PROVIDED RECORDS:

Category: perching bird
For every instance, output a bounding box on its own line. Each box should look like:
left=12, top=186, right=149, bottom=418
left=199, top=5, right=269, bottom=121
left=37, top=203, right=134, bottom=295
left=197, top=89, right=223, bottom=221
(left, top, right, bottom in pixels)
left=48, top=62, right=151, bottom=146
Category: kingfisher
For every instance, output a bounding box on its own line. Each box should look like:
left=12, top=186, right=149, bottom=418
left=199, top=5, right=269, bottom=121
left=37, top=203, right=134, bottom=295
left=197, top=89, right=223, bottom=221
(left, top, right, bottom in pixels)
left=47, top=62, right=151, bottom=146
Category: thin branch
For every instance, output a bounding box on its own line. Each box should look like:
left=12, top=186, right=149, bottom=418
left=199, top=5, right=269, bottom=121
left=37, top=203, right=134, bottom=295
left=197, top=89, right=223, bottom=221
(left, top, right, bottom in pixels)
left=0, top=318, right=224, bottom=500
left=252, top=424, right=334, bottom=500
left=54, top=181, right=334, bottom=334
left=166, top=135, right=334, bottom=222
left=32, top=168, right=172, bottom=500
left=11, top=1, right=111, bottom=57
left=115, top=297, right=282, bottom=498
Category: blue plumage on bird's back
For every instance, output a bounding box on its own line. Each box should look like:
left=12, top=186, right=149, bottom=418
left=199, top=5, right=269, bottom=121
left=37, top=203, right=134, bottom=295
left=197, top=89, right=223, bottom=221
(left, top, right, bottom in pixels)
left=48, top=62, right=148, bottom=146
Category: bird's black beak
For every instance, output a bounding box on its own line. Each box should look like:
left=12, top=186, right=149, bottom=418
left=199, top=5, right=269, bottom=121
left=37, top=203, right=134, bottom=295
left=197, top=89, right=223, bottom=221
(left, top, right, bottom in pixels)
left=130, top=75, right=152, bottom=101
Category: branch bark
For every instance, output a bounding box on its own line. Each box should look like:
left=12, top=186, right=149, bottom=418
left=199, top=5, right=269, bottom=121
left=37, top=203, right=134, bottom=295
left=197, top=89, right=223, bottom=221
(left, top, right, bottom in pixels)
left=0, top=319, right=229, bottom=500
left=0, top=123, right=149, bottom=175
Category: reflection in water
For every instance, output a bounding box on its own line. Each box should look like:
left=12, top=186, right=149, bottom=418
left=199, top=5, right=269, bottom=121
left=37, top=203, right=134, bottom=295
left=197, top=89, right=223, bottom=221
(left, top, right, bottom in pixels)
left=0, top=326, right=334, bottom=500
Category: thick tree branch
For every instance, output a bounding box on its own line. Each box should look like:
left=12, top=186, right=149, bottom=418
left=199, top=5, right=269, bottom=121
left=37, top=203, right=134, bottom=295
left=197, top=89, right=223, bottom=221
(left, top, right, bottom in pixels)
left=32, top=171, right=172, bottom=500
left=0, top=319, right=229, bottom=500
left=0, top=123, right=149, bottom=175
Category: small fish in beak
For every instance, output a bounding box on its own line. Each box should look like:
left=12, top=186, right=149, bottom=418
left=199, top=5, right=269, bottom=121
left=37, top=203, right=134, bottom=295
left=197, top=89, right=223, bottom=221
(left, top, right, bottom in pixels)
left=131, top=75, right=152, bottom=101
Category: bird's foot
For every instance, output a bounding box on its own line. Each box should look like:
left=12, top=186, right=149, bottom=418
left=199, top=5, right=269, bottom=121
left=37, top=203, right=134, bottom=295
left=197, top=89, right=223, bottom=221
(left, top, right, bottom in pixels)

--

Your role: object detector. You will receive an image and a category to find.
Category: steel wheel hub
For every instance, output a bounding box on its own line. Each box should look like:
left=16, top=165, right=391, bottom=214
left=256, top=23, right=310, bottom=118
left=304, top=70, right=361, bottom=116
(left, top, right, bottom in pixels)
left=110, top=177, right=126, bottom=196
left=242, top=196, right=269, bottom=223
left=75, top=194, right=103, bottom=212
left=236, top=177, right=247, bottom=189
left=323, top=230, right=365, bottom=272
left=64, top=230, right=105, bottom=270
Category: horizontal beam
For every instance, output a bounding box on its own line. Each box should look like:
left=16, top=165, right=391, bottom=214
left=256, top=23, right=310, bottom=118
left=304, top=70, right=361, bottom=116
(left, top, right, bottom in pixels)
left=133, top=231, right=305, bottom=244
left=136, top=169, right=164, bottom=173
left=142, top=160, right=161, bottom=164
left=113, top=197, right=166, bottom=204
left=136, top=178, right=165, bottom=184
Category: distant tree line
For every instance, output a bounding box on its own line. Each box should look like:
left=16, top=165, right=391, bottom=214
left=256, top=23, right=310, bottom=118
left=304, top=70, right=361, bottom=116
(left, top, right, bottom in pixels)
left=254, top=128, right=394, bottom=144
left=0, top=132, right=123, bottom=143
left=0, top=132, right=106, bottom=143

EXERCISE REQUIREMENTS: Please rewrite the records from the line that has "Category: small fish in beak" through the line that has "left=131, top=75, right=152, bottom=101", changing "small fish" to "minnow" and leaving everything else as it is.

IN RESPONSE:
Category: minnow in beak
For every instance, output a bounding box on its own line. Each box should look like:
left=12, top=186, right=149, bottom=418
left=199, top=5, right=269, bottom=121
left=37, top=203, right=134, bottom=295
left=197, top=89, right=223, bottom=221
(left, top, right, bottom in pixels)
left=131, top=75, right=152, bottom=101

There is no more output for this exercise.